- **Excerpted passage**
-.-.-
I told a group of students a while ago that we had red pandas in North America until “relatively recently.” Big mistake.
“Wait,” one stopped me. “What do you mean by ‘relatively recently?'”
Oh, you know. 4.5 million years.
I don’t know if paleo cultivates the temporal mind, or if the temporal mind is drawn to paleo. But I do know that thinking across long timescales is not intuitive for most people. I’ve had over a decade to get used to it, and now it’s second nature. But I frequently come across folks who struggle with deep time, and not just lay people — most ecologists don’t have an earth science background, and this can come up in talks, proposal reviews, and in the classroom, too.
You know those tubes of colorful plastic dinosaurs? They often include anachronisms like saber-toothed cats and cave people. That’s how compressed the past is in public perception — if it’s before, say, ancient Egypt, it’s all volcanoes and tree ferns and pterodactyls. But this temporal fuzziness masks a lot of really interesting change, like the fact that there was more time between stegosaurus and tyrannosaurus rex than between t-rex and today. Getting a grip on geologic time is relevant to understanding the present.
-.-.-
(Items from a data source)
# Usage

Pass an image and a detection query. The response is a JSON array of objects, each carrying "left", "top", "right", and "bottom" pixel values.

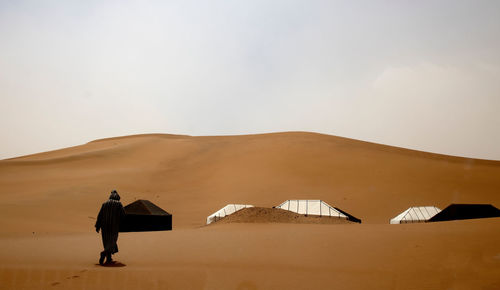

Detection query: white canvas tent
[
  {"left": 207, "top": 204, "right": 253, "bottom": 225},
  {"left": 276, "top": 199, "right": 349, "bottom": 219},
  {"left": 391, "top": 206, "right": 441, "bottom": 224}
]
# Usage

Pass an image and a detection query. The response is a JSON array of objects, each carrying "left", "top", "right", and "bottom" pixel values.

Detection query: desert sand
[{"left": 0, "top": 132, "right": 500, "bottom": 289}]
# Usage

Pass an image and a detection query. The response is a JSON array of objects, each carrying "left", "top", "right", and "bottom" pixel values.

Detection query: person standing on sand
[{"left": 95, "top": 190, "right": 125, "bottom": 265}]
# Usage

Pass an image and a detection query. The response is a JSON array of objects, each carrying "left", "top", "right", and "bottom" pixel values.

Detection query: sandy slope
[{"left": 0, "top": 133, "right": 500, "bottom": 289}]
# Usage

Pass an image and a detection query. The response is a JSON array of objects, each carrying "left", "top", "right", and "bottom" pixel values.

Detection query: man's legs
[{"left": 99, "top": 251, "right": 106, "bottom": 265}]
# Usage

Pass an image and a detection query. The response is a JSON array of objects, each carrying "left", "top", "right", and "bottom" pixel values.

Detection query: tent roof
[
  {"left": 390, "top": 206, "right": 441, "bottom": 224},
  {"left": 276, "top": 199, "right": 359, "bottom": 221},
  {"left": 429, "top": 203, "right": 500, "bottom": 222},
  {"left": 124, "top": 199, "right": 170, "bottom": 215}
]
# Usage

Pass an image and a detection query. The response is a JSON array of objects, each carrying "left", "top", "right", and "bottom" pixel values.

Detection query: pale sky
[{"left": 0, "top": 0, "right": 500, "bottom": 160}]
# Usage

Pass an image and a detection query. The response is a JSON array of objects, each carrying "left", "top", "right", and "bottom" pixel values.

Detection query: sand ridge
[{"left": 0, "top": 132, "right": 500, "bottom": 289}]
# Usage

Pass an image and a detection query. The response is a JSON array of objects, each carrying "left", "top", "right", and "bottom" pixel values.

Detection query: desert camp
[
  {"left": 390, "top": 206, "right": 441, "bottom": 224},
  {"left": 0, "top": 0, "right": 500, "bottom": 290}
]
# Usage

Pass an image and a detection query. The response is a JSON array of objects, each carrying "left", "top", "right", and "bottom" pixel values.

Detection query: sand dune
[{"left": 0, "top": 132, "right": 500, "bottom": 289}]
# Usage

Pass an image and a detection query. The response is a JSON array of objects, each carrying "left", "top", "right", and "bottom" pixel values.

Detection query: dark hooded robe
[{"left": 95, "top": 190, "right": 125, "bottom": 256}]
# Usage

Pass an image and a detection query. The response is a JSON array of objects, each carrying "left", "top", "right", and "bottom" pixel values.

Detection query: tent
[
  {"left": 275, "top": 199, "right": 361, "bottom": 223},
  {"left": 429, "top": 204, "right": 500, "bottom": 222},
  {"left": 391, "top": 206, "right": 441, "bottom": 224},
  {"left": 207, "top": 204, "right": 253, "bottom": 225},
  {"left": 120, "top": 199, "right": 172, "bottom": 232}
]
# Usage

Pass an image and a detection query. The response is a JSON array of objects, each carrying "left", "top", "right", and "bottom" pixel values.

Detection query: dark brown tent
[
  {"left": 120, "top": 199, "right": 172, "bottom": 232},
  {"left": 429, "top": 204, "right": 500, "bottom": 222}
]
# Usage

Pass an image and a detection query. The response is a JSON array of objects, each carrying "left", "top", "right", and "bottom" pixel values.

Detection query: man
[{"left": 95, "top": 190, "right": 125, "bottom": 265}]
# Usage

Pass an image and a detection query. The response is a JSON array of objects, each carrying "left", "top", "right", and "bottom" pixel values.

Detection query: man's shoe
[{"left": 99, "top": 253, "right": 106, "bottom": 265}]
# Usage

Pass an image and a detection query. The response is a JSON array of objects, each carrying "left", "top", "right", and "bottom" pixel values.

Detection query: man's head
[{"left": 109, "top": 189, "right": 120, "bottom": 200}]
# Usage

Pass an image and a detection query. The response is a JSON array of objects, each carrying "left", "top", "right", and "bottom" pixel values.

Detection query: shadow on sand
[{"left": 95, "top": 261, "right": 127, "bottom": 267}]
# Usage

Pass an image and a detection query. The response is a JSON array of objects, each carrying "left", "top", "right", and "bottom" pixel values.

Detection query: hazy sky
-.-.-
- **Questions**
1. Translate this sentence from the deep-time passage into Spanish: "Getting a grip on geologic time is relevant to understanding the present."
2. Repeat the deep-time passage word for word, starting with "Oh, you know." and going on through "the classroom, too.".
3. Condense the paragraph of the deep-time passage that begins "I don't know if paleo cultivates" into a short bulleted list that keeps its main facts.

- **Task-by-task answers**
1. Comprender bien el tiempo geológico es relevante para entender el presente.

2.
Oh, you know. 4.5 million years.
I don’t know if paleo cultivates the temporal mind, or if the temporal mind is drawn to paleo. But I do know that thinking across long timescales is not intuitive for most people. I’ve had over a decade to get used to it, and now it’s second nature. But I frequently come across folks who struggle with deep time, and not just lay people — most ecologists don’t have an earth science background, and this can come up in talks, proposal reviews, and in the classroom, too.

3.
- Thinking across long timescales is not intuitive for most people.
- After over a decade, the writer finds it second nature.
- Many people struggle with deep time, including most ecologists, who lack an earth science background.
- This comes up in talks, proposal reviews, and the classroom.